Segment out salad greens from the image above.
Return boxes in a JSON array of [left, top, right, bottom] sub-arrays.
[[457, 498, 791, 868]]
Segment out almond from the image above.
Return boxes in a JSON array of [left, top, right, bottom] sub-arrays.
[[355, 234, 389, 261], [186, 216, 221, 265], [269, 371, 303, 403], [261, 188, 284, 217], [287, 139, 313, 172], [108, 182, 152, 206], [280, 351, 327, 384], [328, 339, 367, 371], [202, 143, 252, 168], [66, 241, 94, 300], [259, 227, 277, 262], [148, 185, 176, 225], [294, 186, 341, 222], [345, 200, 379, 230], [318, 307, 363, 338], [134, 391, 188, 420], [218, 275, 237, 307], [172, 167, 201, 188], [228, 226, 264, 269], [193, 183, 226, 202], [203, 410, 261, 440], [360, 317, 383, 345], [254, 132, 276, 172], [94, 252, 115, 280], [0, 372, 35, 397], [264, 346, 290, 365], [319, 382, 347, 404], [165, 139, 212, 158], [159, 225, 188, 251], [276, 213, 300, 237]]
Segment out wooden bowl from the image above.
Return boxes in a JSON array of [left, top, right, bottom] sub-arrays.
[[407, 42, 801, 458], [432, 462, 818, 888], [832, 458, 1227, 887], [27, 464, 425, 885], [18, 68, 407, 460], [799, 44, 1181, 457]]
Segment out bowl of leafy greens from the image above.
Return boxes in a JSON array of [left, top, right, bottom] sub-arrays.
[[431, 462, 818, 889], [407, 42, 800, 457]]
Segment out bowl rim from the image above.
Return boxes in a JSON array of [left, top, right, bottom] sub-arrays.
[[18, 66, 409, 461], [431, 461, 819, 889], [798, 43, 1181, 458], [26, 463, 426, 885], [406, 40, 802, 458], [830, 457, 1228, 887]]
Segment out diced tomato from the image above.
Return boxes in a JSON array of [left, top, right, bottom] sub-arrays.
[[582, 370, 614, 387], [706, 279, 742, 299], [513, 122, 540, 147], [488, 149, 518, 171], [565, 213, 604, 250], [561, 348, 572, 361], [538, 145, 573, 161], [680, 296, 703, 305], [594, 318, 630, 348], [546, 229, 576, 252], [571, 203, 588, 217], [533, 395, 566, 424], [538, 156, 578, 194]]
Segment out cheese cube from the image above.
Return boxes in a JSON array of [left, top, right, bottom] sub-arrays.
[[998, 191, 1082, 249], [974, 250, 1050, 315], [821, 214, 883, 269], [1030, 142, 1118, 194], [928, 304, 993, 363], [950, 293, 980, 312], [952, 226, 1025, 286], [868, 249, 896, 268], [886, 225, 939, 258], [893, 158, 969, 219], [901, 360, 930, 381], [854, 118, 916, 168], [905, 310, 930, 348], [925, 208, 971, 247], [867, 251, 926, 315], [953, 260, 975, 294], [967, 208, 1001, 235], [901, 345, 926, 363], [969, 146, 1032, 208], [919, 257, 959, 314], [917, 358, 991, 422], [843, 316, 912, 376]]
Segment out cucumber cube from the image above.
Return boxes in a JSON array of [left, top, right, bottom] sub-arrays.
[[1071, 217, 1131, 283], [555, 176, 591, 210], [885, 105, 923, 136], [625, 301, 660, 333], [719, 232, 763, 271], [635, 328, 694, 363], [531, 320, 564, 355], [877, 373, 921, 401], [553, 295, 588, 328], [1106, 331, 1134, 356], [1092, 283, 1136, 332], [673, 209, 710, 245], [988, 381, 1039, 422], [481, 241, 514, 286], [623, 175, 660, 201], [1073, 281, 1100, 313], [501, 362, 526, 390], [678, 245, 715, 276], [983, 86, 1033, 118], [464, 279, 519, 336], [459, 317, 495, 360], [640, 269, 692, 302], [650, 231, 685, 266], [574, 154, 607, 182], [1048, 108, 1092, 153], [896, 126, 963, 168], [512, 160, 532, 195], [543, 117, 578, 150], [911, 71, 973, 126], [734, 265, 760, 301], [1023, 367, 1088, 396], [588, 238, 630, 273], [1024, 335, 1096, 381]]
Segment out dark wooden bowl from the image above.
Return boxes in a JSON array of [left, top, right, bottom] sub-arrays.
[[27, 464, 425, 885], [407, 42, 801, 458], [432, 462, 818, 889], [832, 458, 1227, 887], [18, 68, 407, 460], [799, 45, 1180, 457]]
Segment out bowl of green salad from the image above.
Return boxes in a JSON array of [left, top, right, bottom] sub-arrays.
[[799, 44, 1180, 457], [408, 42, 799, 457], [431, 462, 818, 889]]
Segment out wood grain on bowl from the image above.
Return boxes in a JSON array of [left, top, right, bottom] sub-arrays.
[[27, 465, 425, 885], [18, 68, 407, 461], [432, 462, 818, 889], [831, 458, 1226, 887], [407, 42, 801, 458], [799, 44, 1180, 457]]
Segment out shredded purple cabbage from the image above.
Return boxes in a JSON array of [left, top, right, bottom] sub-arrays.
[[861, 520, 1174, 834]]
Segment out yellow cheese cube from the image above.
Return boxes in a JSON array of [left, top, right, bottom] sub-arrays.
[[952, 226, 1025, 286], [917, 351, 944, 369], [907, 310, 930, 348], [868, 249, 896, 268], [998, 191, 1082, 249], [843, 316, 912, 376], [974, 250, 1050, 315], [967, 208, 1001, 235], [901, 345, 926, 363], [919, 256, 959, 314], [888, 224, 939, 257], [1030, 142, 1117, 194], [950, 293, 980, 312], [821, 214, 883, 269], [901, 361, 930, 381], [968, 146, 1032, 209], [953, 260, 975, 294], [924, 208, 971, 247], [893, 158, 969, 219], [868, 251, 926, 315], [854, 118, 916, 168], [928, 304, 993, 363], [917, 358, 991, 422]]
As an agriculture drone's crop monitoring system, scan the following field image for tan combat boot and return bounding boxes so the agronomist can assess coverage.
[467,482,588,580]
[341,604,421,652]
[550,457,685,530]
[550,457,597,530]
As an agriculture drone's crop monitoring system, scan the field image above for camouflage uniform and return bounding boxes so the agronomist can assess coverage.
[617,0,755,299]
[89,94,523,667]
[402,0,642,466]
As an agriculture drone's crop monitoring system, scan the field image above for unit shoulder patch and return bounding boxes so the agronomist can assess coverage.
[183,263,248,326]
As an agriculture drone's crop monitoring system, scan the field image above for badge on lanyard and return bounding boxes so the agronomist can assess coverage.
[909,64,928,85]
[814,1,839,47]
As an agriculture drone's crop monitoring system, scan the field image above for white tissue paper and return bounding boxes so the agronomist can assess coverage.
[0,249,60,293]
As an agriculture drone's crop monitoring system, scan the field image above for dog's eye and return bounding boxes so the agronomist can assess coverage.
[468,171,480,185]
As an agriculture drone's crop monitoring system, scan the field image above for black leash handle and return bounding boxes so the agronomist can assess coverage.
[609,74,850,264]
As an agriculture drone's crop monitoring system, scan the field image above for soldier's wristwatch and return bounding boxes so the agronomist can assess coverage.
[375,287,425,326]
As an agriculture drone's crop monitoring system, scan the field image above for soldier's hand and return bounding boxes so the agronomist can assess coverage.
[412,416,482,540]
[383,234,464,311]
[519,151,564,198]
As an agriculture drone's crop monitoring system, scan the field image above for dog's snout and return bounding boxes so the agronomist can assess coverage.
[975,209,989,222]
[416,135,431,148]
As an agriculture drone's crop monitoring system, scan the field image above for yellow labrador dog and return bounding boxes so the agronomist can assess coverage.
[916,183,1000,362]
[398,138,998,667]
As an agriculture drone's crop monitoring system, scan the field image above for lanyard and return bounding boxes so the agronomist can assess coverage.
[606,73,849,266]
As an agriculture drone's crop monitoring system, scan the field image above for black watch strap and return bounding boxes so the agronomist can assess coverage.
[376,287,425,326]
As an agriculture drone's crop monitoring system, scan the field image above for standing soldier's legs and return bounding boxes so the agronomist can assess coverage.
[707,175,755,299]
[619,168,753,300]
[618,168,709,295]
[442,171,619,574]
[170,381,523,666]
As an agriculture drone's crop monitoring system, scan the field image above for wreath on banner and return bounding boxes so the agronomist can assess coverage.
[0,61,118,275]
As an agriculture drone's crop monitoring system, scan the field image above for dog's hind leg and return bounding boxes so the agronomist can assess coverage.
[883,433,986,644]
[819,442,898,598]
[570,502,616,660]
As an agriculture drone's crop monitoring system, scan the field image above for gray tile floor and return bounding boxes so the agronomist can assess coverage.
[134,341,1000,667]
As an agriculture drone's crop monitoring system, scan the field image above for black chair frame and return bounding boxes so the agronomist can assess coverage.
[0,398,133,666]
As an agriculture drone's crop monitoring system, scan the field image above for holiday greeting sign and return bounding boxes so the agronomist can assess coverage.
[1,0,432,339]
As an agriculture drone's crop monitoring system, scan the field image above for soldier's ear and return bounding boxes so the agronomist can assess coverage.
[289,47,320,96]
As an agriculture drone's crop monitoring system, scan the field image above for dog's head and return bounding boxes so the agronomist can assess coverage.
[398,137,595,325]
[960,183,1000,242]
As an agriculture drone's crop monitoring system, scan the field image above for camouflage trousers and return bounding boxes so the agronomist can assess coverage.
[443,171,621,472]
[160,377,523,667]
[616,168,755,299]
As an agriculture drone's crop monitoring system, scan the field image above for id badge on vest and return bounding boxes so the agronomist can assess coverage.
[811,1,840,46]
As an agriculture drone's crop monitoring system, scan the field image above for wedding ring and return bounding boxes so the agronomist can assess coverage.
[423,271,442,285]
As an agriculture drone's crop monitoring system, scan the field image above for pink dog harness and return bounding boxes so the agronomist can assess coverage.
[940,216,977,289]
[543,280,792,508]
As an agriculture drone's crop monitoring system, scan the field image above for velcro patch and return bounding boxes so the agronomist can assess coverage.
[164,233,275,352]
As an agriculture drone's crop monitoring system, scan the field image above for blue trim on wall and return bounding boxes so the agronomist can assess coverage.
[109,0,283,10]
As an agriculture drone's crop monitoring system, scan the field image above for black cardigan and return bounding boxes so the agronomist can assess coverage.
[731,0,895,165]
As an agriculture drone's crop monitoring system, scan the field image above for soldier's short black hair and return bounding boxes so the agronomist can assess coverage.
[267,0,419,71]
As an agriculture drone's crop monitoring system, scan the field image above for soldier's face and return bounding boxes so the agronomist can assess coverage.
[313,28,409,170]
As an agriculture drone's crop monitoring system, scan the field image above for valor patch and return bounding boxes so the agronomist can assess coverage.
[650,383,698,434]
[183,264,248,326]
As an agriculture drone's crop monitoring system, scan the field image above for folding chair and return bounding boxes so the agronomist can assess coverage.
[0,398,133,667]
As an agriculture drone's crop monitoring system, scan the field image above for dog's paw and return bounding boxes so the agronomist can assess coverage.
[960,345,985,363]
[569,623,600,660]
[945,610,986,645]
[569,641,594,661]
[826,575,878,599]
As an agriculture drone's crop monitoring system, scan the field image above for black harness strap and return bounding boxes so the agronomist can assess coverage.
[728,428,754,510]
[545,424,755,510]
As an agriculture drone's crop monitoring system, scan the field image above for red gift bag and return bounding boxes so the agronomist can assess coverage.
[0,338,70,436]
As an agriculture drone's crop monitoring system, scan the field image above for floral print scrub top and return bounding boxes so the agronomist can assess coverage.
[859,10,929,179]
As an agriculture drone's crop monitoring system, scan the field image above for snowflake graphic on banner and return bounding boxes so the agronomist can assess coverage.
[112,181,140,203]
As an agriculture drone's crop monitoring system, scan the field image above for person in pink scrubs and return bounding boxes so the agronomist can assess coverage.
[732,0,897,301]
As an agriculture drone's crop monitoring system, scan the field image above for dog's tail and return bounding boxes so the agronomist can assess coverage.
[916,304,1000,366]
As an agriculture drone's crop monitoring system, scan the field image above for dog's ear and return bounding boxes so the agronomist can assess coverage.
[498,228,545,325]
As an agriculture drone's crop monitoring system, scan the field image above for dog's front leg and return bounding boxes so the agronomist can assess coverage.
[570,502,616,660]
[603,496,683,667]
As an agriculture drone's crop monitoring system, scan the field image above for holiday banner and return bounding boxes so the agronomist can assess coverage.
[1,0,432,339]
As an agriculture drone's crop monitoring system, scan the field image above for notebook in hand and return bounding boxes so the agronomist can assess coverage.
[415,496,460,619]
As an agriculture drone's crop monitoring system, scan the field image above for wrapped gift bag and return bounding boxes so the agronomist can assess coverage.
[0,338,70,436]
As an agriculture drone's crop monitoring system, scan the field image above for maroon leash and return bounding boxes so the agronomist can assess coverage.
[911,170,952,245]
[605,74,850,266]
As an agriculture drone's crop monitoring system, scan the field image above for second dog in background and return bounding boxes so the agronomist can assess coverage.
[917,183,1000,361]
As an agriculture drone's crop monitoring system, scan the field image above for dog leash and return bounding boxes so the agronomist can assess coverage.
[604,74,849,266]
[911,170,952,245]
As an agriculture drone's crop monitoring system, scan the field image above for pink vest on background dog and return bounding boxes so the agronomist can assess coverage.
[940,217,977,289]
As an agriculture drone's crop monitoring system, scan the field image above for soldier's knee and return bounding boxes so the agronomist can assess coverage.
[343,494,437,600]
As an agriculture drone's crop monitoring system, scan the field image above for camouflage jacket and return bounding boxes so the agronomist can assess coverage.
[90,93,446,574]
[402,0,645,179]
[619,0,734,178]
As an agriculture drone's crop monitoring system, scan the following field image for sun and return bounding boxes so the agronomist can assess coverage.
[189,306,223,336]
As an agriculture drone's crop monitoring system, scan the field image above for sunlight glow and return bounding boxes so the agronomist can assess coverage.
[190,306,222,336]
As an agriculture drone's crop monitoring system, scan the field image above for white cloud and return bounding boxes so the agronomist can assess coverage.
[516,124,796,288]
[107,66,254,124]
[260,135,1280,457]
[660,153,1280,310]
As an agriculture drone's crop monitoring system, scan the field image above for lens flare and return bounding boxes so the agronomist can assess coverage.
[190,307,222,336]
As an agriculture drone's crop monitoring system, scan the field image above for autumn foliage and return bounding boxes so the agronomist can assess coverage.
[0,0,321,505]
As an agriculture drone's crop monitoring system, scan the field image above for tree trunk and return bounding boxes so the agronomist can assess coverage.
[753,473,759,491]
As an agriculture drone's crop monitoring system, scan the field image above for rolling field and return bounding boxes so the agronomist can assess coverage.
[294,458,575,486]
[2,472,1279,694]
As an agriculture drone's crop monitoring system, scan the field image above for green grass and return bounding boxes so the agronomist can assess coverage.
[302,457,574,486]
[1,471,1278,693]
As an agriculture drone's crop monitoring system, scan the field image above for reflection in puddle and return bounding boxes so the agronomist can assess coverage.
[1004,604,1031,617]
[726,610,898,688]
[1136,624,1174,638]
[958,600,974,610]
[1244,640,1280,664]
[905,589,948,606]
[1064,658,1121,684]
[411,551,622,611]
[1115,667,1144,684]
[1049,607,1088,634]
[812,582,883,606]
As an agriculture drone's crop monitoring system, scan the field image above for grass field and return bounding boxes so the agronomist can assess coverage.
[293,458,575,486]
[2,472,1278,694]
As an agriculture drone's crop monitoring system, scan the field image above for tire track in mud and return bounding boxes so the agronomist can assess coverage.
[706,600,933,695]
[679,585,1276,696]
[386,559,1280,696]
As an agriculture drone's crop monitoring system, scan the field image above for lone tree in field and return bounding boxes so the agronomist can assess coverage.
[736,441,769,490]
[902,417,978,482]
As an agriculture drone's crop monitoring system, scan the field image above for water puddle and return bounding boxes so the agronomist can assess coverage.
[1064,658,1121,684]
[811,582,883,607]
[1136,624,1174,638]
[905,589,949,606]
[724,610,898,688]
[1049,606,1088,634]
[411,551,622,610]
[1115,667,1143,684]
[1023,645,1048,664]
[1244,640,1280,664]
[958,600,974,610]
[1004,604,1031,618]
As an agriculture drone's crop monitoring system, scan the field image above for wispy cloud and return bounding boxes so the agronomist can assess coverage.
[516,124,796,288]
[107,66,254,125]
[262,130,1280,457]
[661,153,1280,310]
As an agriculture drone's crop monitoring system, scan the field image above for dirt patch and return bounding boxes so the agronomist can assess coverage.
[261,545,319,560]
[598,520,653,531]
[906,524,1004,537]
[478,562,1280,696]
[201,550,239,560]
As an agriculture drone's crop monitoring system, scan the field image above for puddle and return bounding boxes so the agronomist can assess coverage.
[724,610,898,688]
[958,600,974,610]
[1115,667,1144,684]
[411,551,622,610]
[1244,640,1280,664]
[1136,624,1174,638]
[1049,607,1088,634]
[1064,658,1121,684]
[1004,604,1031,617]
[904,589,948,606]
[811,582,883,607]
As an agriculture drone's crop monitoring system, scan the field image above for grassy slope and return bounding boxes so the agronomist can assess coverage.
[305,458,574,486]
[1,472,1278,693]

---+---

_Your objective_
From the material above, copy every line where the word "greens" is found.

_Output of the exercise_
Segment out salad greens from the image above.
Segment out bowl of leafy greens from the image above.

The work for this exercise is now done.